Designated Target Audience of Julia 1.0?

There is a Standard Library, see the relevant heading in the manual. Various other curated collections of libraries are maintained in Github oganizations, eg JuliaStats. I agree that these could be more discoverable.

I am using julia since 0.3 in bioinformatics field, which is partly data science, statistics and/or scientific computing. So, usage does not depend on a 1.0 release for me, but it is appreciated that it is coming.

There are two main reasons, why I am using julia (and still the other languages like R, python, …):

  • performance
  • the language feels right (I am not a informatician, so I can’t express it more formaly). As a physicist, mainly interested in theory and math, I did a lot of programming in many languages, naming some uncommon ones as example like erlang or SAS, and julia just feels right in many ways.

Speaking about R, which seems to be the number one language in bioinformatics, there is the main strength of the large number of packages. But management of versions of R, packages and underlying OSs is a big mess, which regularily smashes working setups with heavy problems bringing them to work again. The R packages are typically implemented in C because performance issues. This makes them harder to make them work again, if there is no maintainer anymore, which is the normal case, as packages are often results of a PhD contract.

That is, why I try to avoid as many third party packages as possible.

Now, with the performance of julia, there is no need for C anymore, which solves the dependency for packages written in C (C++,…). Still, it is better to avoid packages if possible, but if you need it, it is much easier to get back functionality after upgrades.

The conclusion is: there are many situation where people in the bioinformatics field still use R and Python just because at the time needed, the infrastructure is working, and time is short (when doing your PhD). But for a longer time scale, I would never choose R. Giving the “beauty” of julia, julia is my first choice, as long there is nothing which argues against it (like missing GUI framework).

9 Likes

I don’t think Julia 1.0 can propose much to end users: end users want mature libraries, mature libraries are almost impossible to make in a constantly changing (pre-1.0) language. And this is expected.

I believe target audience for early Julia 1.0 are developers. Since you mentioned big data, let’s take a look at history of its large branch - Hadoop infrastructure.

In 1999 Doug Cutting released the initial version of a search engine Lucene. The project was written in Java, which was just 4 years old at that time, and gave birth to several other projects such as Apache Nutch and Apache Hadoop. Writing system-level software in Java was a crazy idea at the time, but it turned to be easier than doing so in C++, so these projects got many new contributors and grew up quickly.

Fast forward to 2018 and we have Spark, Storm, Flume, Flink, Kafka, HBase, ZooKeeper and many other related projects, all written in Java or Java-compatible language. Why? Perhaps, because there isn’t much choice really: you either downgrade to C++, which is a tough option for most developers, or take an inherently slow language such as Python (there’s even a Python port of Spark - DPark, but I’ve never seen it in production).

So maybe Java / Scala / Clojure / Kotlin are good enough for this stuff? I don’t think so: JVM is by design extremely memory-hungry and hides many low-level capabilities (e.g. see git vs. jgit discussion). Should I start a high-performance distributed system in 2018, I wouldn’t even consider Java. Hardly .NET, maybe Rust, but Julia, which is both - high-level like Python and fast like C - is such a sweat point here!

### [What is asked]
a – Rewrite the passage of the Julia 1.0 thread between "In 1999 Doug" and "grew up quickly.", inclusive, replacing "Lucene" with "Lucene Core".
b – List the projects the Julia 1.0 thread names right after "Fast forward to 2018 and we have".
c – For each statement, say yes or no according to the Julia 1.0 thread, and quote the words that decide it: (i) The poster working in bioinformatics has used julia since version 0.3. (ii) Lucene was first released in 2001. (iii) The poster discussing Hadoop has seen DPark in production.
None of the rows are needed for this work.

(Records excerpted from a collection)
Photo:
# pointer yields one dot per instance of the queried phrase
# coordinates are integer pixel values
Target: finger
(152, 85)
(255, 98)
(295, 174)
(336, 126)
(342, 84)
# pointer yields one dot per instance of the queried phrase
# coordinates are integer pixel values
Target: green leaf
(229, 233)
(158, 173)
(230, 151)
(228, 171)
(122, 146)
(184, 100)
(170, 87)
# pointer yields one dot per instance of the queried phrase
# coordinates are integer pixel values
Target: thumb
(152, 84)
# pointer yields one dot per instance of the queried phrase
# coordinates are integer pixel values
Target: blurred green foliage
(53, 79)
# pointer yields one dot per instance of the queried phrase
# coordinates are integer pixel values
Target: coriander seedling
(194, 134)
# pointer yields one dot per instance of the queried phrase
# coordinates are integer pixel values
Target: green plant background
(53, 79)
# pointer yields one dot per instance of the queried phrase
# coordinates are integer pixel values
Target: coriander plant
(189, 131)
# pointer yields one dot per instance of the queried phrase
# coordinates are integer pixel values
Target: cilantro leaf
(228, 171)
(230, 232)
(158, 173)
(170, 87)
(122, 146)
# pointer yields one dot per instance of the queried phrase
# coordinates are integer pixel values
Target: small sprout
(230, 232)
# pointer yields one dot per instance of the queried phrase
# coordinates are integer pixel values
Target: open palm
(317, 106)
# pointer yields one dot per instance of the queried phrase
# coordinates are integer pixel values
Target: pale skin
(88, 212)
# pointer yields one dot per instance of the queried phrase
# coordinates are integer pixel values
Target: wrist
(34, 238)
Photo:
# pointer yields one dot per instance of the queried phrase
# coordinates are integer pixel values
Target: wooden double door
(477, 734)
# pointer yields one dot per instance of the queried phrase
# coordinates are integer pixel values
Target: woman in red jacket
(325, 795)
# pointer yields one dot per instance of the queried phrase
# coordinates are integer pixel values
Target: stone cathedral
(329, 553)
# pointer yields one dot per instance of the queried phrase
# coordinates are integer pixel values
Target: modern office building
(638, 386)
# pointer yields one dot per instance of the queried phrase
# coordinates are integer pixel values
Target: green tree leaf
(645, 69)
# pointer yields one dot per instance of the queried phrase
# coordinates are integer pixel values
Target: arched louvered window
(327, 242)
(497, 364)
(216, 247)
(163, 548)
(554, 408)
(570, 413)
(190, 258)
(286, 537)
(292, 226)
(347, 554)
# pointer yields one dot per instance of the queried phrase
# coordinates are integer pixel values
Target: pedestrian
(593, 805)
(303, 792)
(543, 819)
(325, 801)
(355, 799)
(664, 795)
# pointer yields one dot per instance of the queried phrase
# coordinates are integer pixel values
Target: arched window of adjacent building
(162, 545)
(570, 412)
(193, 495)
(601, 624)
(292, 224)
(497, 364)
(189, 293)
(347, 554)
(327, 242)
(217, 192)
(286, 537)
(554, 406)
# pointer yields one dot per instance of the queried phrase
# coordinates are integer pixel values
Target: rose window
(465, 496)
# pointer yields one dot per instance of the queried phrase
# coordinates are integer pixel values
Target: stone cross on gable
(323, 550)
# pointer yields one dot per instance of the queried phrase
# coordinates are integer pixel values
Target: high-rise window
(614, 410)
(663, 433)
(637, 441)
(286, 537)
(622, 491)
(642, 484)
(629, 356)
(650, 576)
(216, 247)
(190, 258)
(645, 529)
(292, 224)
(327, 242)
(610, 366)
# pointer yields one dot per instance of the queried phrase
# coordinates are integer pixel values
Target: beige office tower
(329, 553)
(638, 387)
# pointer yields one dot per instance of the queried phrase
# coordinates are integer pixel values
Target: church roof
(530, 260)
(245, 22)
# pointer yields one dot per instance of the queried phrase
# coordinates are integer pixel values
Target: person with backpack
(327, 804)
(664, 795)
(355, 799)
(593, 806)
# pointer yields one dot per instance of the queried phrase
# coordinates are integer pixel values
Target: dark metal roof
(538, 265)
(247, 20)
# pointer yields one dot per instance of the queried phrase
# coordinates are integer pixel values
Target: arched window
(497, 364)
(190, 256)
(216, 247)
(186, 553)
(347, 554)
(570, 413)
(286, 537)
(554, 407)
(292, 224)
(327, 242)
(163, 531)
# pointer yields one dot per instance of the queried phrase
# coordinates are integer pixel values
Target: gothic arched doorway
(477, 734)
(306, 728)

### [Task results]
a –
In 1999 Doug Cutting released the initial version of a search engine Lucene Core. The project was written in Java, which was just 4 years old at that time, and gave birth to several other projects such as Apache Nutch and Apache Hadoop. Writing system-level software in Java was a crazy idea at the time, but it turned to be easier than doing so in C++, so these projects got many new contributors and grew up quickly.

b – Spark, Storm, Flume, Flink, Kafka, HBase, ZooKeeper

c –
(i) Yes: "I am using julia since 0.3 in bioinformatics field"
(ii) No: "In 1999 Doug Cutting released the initial version of a search engine Lucene"
(iii) No: "but I’ve never seen it in production"